Count how many lines of the records contain the word "head", and reply with that number alone.
——
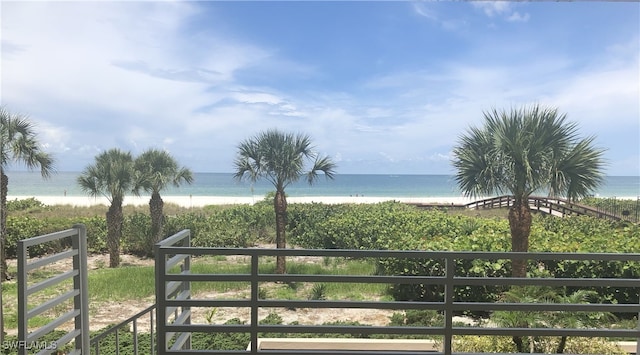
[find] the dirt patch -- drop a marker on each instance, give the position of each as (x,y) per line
(103,314)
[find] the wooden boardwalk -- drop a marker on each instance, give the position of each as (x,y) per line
(554,206)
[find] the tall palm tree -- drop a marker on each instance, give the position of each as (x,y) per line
(111,175)
(157,170)
(522,151)
(280,157)
(18,143)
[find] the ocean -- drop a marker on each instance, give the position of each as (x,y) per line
(223,184)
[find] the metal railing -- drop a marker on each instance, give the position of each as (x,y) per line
(128,325)
(563,207)
(172,294)
(79,311)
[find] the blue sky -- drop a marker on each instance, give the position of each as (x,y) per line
(381,87)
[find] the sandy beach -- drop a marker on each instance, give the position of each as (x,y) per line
(200,201)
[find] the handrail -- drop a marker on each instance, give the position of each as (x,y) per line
(448,305)
(96,340)
(549,205)
(78,293)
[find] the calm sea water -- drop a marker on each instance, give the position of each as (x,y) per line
(223,184)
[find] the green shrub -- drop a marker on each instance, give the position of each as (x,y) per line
(28,204)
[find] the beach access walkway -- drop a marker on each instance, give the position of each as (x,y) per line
(554,206)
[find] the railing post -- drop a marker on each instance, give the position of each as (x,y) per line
(22,301)
(161,309)
(80,282)
(254,302)
(450,270)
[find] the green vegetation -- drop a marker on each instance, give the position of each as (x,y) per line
(280,158)
(377,226)
(521,151)
(158,170)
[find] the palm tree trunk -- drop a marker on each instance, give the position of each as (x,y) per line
(562,345)
(4,188)
(520,225)
(114,231)
(280,206)
(156,206)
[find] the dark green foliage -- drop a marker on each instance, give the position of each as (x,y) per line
(28,204)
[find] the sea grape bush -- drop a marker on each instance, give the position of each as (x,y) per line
(395,226)
(385,226)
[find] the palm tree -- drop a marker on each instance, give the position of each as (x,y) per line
(280,158)
(157,170)
(112,175)
(522,151)
(18,143)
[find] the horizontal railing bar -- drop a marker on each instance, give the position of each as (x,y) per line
(35,335)
(317,329)
(586,307)
(593,282)
(175,260)
(184,315)
(605,333)
(174,238)
(172,304)
(52,303)
(48,237)
(405,254)
(180,341)
(435,280)
(30,266)
(51,281)
(106,333)
(67,337)
(369,330)
(246,303)
(172,287)
(312,352)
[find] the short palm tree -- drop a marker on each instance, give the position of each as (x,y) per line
(280,157)
(522,151)
(157,170)
(111,175)
(18,143)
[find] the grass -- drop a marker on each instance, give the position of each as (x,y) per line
(138,283)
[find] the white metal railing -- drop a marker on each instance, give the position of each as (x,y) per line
(29,341)
(173,296)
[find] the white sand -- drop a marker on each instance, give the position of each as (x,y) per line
(199,201)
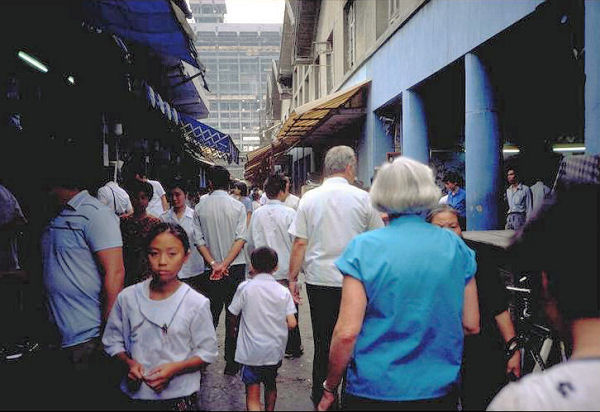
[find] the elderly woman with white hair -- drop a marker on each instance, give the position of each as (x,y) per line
(408,298)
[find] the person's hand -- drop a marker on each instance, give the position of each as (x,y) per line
(158,378)
(218,271)
(136,371)
(295,291)
(327,400)
(514,365)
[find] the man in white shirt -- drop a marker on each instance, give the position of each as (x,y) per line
(328,217)
(220,235)
(158,204)
(269,227)
(115,197)
(568,228)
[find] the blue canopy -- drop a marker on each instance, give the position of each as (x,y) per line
(152,23)
(212,138)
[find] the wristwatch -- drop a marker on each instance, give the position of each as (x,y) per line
(328,389)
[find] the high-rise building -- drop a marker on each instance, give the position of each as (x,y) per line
(238,59)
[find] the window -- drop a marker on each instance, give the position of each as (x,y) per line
(329,63)
(350,34)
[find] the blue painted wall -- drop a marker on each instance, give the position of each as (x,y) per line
(441,32)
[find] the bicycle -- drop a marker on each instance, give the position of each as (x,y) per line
(539,344)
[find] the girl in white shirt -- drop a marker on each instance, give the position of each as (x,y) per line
(162,330)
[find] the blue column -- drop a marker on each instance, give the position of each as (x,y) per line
(415,142)
(482,147)
(592,77)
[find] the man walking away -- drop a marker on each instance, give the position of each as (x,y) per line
(519,198)
(220,232)
(269,227)
(328,217)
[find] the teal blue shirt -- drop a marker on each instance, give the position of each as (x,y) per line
(411,342)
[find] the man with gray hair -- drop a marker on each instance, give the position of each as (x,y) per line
(328,217)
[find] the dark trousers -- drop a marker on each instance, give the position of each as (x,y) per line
(356,403)
(294,344)
(220,293)
(324,305)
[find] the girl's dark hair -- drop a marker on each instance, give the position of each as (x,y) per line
(242,187)
(178,184)
(171,228)
(134,187)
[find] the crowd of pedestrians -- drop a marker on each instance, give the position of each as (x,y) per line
(404,314)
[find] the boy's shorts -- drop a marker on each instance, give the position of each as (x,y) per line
(252,375)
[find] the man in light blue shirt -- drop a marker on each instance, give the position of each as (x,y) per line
(83,273)
(457,197)
(520,203)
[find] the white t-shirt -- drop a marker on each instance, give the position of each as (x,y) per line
(155,204)
(329,216)
(292,201)
(113,196)
(263,332)
(135,326)
(269,227)
(573,385)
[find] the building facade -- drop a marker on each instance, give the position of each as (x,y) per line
(238,59)
(458,84)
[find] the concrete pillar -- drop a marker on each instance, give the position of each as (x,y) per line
(415,142)
(592,77)
(482,147)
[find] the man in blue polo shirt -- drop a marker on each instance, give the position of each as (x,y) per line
(457,197)
(83,273)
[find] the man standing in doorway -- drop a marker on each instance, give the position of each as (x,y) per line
(328,217)
(220,235)
(519,200)
(83,273)
(457,197)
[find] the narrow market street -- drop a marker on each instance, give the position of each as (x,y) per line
(220,392)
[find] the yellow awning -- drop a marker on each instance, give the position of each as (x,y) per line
(306,118)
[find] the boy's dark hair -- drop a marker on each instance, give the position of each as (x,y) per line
(563,240)
(178,184)
(171,228)
(451,177)
(274,184)
(264,260)
(242,187)
(134,187)
(219,176)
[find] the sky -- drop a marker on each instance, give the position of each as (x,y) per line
(255,11)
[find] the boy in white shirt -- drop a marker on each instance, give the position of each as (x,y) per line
(268,312)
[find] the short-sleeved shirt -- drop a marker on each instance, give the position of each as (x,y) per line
(71,277)
(329,216)
(155,332)
(269,227)
(115,198)
(155,204)
(569,386)
(220,220)
(414,275)
(263,332)
(458,201)
(195,263)
(135,255)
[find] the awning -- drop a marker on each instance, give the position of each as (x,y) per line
(152,23)
(212,142)
(307,119)
(316,119)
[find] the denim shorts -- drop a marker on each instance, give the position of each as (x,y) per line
(252,375)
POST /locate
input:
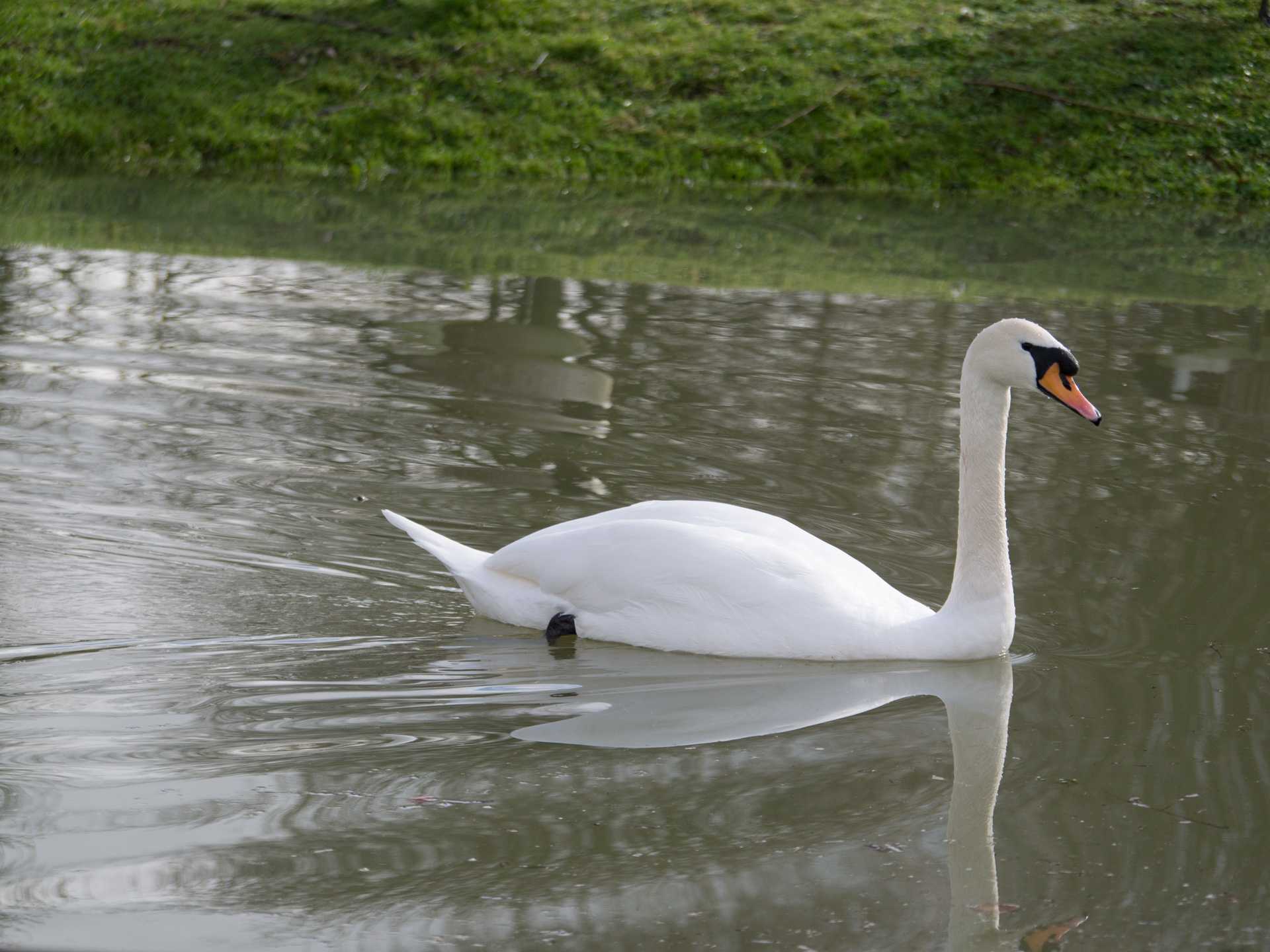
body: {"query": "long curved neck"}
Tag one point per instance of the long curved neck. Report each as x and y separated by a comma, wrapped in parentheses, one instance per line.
(981, 579)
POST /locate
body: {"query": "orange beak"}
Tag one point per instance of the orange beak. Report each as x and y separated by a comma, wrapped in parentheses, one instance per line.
(1064, 389)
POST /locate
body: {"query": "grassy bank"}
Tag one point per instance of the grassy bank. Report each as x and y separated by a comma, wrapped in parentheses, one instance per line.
(1166, 99)
(952, 251)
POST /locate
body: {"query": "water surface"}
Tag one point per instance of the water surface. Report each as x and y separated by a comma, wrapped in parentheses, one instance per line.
(239, 709)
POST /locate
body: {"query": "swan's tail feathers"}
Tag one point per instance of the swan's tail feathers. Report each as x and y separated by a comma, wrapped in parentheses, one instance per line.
(459, 559)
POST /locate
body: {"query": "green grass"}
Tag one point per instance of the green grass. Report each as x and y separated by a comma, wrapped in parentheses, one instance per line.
(861, 95)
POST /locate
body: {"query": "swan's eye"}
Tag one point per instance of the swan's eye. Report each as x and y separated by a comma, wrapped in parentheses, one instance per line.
(1047, 357)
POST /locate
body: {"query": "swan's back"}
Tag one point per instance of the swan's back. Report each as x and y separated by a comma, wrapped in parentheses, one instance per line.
(709, 578)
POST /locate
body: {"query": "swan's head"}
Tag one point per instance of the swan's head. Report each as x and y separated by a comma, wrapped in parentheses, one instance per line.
(1017, 353)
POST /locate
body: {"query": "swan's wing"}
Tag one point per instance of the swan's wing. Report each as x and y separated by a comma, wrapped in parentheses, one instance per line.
(698, 588)
(700, 513)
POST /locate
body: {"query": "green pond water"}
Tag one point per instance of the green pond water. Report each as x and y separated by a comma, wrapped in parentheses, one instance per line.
(238, 710)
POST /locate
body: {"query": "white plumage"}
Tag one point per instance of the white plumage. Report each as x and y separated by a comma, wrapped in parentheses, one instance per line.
(719, 579)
——
[Result for this exercise]
2